• [SET EXERCISE]: Reproduce the listing that follows verbatim, line for line, without any alteration.

• [Entries drawn from a collection]:
** start **
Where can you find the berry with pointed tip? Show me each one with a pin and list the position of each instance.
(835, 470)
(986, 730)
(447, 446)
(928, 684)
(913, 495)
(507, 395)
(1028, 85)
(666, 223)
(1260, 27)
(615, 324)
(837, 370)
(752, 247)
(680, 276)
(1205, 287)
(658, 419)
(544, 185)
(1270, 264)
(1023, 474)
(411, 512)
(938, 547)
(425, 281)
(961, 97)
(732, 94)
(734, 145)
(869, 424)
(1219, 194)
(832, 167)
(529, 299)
** end **
• [TASK RESPONSE]:
Where can you find the berry with pointed tip? Show me each one with a pin and list the position of each instance.
(835, 470)
(986, 730)
(447, 446)
(928, 684)
(913, 495)
(507, 395)
(1028, 85)
(666, 223)
(1260, 27)
(615, 324)
(837, 370)
(752, 247)
(680, 276)
(1205, 287)
(658, 419)
(544, 185)
(1270, 264)
(1023, 474)
(411, 512)
(938, 547)
(425, 281)
(961, 97)
(732, 94)
(734, 145)
(869, 424)
(1219, 194)
(832, 167)
(529, 299)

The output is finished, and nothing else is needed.